Exercise details |
Throughout the material below, tally the lines containing "figure" and give the total with no accompanying text.

Record excerpts |

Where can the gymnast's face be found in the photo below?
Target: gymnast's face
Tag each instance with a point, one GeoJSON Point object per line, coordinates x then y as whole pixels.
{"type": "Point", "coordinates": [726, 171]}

* * *

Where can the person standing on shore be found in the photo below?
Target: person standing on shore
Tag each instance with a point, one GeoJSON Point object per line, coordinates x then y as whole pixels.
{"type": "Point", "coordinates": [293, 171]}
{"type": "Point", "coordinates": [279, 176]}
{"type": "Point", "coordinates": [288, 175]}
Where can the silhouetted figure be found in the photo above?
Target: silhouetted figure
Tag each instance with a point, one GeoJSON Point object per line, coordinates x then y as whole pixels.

Your solution |
2